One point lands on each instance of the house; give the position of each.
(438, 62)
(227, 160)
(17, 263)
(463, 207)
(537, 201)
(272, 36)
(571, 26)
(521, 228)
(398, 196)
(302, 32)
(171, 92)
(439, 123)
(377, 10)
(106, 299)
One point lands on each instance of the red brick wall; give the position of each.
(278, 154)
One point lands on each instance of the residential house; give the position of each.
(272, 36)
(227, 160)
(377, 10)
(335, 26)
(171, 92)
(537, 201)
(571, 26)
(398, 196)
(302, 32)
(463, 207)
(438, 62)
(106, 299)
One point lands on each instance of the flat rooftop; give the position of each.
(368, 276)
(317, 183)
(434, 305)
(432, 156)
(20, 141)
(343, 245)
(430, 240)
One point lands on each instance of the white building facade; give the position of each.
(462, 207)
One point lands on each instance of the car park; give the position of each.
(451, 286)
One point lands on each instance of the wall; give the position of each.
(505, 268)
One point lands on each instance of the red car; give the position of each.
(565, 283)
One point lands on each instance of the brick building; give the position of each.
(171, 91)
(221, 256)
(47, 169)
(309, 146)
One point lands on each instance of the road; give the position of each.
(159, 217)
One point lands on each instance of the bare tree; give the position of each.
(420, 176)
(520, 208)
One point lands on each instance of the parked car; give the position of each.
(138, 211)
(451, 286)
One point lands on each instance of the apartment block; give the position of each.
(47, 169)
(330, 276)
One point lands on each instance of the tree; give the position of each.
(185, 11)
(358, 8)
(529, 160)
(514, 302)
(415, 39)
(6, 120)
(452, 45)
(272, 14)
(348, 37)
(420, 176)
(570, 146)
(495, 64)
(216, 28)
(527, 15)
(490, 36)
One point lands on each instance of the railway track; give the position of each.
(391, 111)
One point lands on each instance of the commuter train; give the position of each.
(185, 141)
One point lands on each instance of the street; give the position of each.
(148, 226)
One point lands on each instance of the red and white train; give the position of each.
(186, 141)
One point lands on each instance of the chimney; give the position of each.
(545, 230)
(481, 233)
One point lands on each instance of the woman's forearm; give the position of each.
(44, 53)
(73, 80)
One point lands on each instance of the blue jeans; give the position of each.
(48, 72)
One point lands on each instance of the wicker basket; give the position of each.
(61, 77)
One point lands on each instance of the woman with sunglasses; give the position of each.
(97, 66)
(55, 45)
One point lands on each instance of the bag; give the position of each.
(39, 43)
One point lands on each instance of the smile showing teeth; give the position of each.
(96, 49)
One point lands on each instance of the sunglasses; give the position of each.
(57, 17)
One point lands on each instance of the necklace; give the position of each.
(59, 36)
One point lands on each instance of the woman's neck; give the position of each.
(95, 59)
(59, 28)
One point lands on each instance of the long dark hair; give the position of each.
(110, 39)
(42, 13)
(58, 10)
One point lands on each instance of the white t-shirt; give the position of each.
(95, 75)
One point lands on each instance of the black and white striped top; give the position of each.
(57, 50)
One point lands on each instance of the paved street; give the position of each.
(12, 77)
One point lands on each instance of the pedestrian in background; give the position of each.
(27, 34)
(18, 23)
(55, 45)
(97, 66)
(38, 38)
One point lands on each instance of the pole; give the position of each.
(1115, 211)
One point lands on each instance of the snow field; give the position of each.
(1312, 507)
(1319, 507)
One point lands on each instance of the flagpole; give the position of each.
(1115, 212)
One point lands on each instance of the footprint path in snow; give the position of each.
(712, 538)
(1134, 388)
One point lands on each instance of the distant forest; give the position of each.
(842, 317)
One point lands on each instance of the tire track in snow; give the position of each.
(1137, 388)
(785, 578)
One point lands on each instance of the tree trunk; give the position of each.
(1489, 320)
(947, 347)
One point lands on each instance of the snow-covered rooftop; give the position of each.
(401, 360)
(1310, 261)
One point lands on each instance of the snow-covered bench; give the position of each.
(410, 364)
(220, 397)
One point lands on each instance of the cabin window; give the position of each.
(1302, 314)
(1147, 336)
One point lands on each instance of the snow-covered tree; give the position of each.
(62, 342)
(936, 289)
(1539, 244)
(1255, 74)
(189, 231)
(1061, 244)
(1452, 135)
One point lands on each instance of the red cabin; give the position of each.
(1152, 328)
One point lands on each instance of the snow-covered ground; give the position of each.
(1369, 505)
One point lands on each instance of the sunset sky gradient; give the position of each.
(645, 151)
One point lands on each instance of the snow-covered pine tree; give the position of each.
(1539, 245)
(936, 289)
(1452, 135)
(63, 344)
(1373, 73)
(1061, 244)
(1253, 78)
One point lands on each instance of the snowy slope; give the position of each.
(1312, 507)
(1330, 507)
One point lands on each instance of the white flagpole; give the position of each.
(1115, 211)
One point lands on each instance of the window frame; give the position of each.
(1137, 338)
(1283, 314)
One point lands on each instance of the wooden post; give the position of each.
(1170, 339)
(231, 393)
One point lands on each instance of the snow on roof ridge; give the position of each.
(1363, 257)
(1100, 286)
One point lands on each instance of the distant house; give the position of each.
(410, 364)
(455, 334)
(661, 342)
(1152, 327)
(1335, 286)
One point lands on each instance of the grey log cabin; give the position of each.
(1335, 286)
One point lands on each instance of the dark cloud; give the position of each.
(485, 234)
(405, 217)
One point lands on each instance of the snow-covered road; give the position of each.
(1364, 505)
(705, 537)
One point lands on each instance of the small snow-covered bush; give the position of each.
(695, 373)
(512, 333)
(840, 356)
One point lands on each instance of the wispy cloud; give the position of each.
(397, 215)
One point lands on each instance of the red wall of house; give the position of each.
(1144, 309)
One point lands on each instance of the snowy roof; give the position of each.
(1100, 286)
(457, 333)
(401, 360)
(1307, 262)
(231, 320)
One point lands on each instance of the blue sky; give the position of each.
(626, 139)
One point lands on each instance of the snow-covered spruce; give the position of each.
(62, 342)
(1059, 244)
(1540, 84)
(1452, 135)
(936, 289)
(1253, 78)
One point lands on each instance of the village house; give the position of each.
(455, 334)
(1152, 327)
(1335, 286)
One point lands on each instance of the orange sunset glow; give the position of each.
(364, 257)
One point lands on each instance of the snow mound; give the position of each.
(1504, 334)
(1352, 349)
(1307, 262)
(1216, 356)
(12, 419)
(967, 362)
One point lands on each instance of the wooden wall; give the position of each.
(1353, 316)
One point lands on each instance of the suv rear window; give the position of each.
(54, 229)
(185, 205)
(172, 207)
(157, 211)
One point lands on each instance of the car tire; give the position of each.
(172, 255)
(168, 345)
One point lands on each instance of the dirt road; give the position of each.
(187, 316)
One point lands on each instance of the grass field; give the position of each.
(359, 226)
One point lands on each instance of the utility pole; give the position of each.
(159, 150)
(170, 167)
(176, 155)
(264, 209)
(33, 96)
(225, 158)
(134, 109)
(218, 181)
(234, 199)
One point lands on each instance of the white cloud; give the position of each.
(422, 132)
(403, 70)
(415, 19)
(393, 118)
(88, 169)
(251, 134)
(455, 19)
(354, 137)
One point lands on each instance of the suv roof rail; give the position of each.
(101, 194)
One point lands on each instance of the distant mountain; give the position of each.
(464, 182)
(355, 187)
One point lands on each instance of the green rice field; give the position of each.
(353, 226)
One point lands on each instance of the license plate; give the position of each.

——

**EXERCISE TASK:**
Could you reproduce all of the entries above, substituting "occurrence" for "instance" and leaving everything else unchanged?

**WRITTEN RESPONSE:**
One point lands on each occurrence of the house; give the position of each.
(438, 62)
(227, 160)
(17, 263)
(463, 207)
(537, 201)
(272, 36)
(571, 26)
(521, 228)
(398, 196)
(302, 32)
(171, 92)
(439, 123)
(377, 10)
(106, 299)
One point lands on each occurrence of the red brick wall; give the position of each.
(278, 154)
One point lands on each occurrence of the residential house; give the position of each.
(272, 36)
(227, 160)
(377, 10)
(335, 26)
(171, 92)
(537, 201)
(571, 26)
(398, 196)
(302, 32)
(463, 207)
(438, 62)
(106, 299)
One point lands on each occurrence of the flat rooftop; give the position of each.
(368, 276)
(317, 183)
(434, 305)
(432, 156)
(20, 141)
(343, 245)
(430, 240)
One point lands on each occurrence of the white building facade; give the position of each.
(462, 207)
One point lands on each occurrence of the car park; give the position of each.
(451, 286)
One point lands on each occurrence of the wall; give the position of each.
(505, 268)
One point lands on each occurrence of the red car; give the position of each.
(565, 283)
One point lands on each occurrence of the brick building; give the position of each.
(171, 91)
(221, 256)
(47, 169)
(309, 146)
One point lands on each occurrence of the road; give the position of each.
(159, 217)
One point lands on each occurrence of the bare tree; give the position of each.
(420, 176)
(520, 208)
One point lands on each occurrence of the parked car; give the position of each.
(138, 211)
(451, 286)
One point lands on each occurrence of the apartment block; give the position of each.
(47, 169)
(330, 276)
One point lands on each occurrence of the tree; give the position of each.
(185, 11)
(358, 8)
(529, 160)
(514, 302)
(415, 39)
(6, 120)
(452, 45)
(272, 14)
(348, 37)
(420, 176)
(570, 146)
(495, 64)
(216, 28)
(527, 15)
(490, 36)
One point lands on each occurrence of the railway track; give the position of each.
(391, 111)
One point lands on each occurrence of the commuter train; give the position of each.
(185, 141)
One point lands on each occurrence of the street; give the position of each.
(148, 226)
One point lands on each occurrence of the red and white train; give the position of each.
(186, 141)
One point lands on each occurrence of the chimney; give the position of each.
(545, 230)
(481, 233)
One point lands on each occurrence of the woman's forearm; give the position of each.
(44, 53)
(73, 80)
One point lands on each occurrence of the blue jeans; give the position of each.
(48, 72)
One point lands on each occurrence of the wicker basket; give the position of each.
(61, 77)
One point lands on each occurrence of the woman with sunglasses; give the position of each.
(97, 66)
(55, 45)
One point lands on each occurrence of the bag; give the position of each.
(39, 43)
One point lands on each occurrence of the smile showing teeth; give the position of each.
(96, 49)
One point lands on each occurrence of the sunglasses; give the position of each.
(57, 17)
One point lands on each occurrence of the necklace; give the position of each.
(59, 36)
One point lands on each occurrence of the woman's neck; give the position of each.
(95, 59)
(59, 28)
One point lands on each occurrence of the long dark hair; give the position of each.
(110, 39)
(42, 13)
(58, 10)
One point lands on each occurrence of the white t-shirt; give the position of each.
(95, 75)
One point lands on each occurrence of the black and white striped top; give the position of each.
(57, 50)
One point lands on each occurrence of the paved street; give the position of each.
(12, 77)
One point lands on each occurrence of the pedestrian in background; give the position of each.
(27, 34)
(18, 23)
(55, 45)
(97, 66)
(38, 38)
One point lands on each occurrence of the pole; give the position of each.
(1115, 211)
One point lands on each occurrence of the snow field; give the position of each.
(1312, 507)
(1319, 507)
One point lands on each occurrence of the flagpole; give the position of each.
(1115, 212)
One point lands on each occurrence of the footprint path in snow; give the position of each.
(712, 538)
(1134, 388)
One point lands on each occurrence of the distant forest; give the position of each.
(842, 317)
One point lands on each occurrence of the tire track in snow; give the position of each.
(1137, 388)
(785, 578)
One point lands on each occurrence of the tree trunk; give the position of each.
(1489, 320)
(947, 347)
One point lands on each occurrence of the snow-covered rooftop; give the position of each.
(401, 360)
(1310, 261)
One point lands on each occurrence of the snow-covered bench; give the position of each.
(410, 364)
(220, 397)
One point lands on each occurrence of the cabin window; give the position of each.
(1302, 314)
(1147, 336)
One point lands on each occurrence of the snow-covered tree; give the position of each.
(62, 342)
(936, 289)
(1539, 244)
(1255, 74)
(189, 231)
(1061, 244)
(1452, 135)
One point lands on each occurrence of the red cabin; give the position of each.
(1152, 328)
One point lands on each occurrence of the snow-covered ground; give the position of each.
(1369, 505)
One point lands on each occurrence of the sunset sky gradient; give the position of each.
(645, 151)
One point lands on each occurrence of the snow-covered pine tree; give the position of each.
(1539, 245)
(936, 289)
(1452, 135)
(63, 344)
(1373, 73)
(1061, 244)
(1253, 78)
One point lands on each occurrence of the snowy slope; give the position of each.
(1312, 507)
(1330, 507)
One point lands on each occurrence of the white flagpole; give the position of each.
(1115, 211)
One point lands on each occurrence of the window frame; give the position of each.
(1137, 338)
(1283, 314)
One point lands on each occurrence of the wooden post; give the position of each.
(1170, 339)
(231, 393)
One point lands on each occurrence of the snow on roof ridge; give the position of each.
(1363, 257)
(1100, 286)
One point lands on each occurrence of the distant house; give the position of each.
(410, 364)
(455, 334)
(661, 342)
(1152, 327)
(1335, 286)
One point lands on each occurrence of the grey log cabin; give the position of each.
(1335, 286)
One point lands on each occurrence of the dark cloud; give the position of each.
(485, 234)
(405, 217)
One point lands on each occurrence of the snow-covered road; give the position of each.
(1364, 505)
(705, 537)
One point lands on each occurrence of the small snow-covered bush; give the position of each.
(695, 373)
(512, 333)
(840, 356)
One point lands on each occurrence of the wispy cloud; give the position of each.
(397, 215)
One point lands on each occurrence of the red wall of house; give the position of each.
(1144, 309)
One point lands on each occurrence of the snowy roof; give the position of each.
(1100, 286)
(457, 333)
(401, 360)
(1307, 262)
(231, 320)
One point lands on each occurrence of the blue sky; give the position of each.
(626, 139)
One point lands on each occurrence of the snow-covered spruce; give the position of each.
(62, 342)
(1059, 244)
(1540, 84)
(1452, 135)
(936, 289)
(1253, 78)
One point lands on each occurrence of the village house; give the position of each.
(455, 334)
(1152, 327)
(1335, 286)
One point lands on each occurrence of the orange sunset glow; give the position of each.
(364, 257)
One point lands on each occurrence of the snow mound; give the position of each.
(1504, 334)
(1352, 349)
(1307, 262)
(1216, 356)
(12, 419)
(967, 362)
One point lands on each occurrence of the wooden wall; give the position of each.
(1353, 316)
One point lands on each occurrence of the suv rear window; give the position of each.
(54, 229)
(185, 205)
(172, 207)
(157, 211)
One point lands on each occurrence of the car tire; give the position of each.
(172, 255)
(168, 345)
One point lands on each occurrence of the dirt road; give the position of each.
(187, 316)
One point lands on each occurrence of the grass field; give the position of each.
(359, 226)
One point lands on each occurrence of the utility pole; give the position of each.
(159, 150)
(170, 167)
(176, 155)
(264, 209)
(33, 96)
(225, 158)
(134, 109)
(218, 181)
(234, 199)
One point lands on each occurrence of the white cloud; give the position of each.
(422, 132)
(403, 70)
(415, 19)
(393, 118)
(88, 169)
(251, 134)
(455, 19)
(354, 137)
One point lands on each occurrence of the suv roof rail; give the position of each.
(101, 194)
One point lands on each occurrence of the distant mountain; give the position of each.
(464, 182)
(355, 187)
One point lands on each occurrence of the green rice field; give the position of each.
(353, 226)
One point lands on each occurrence of the license plate; give the position of each.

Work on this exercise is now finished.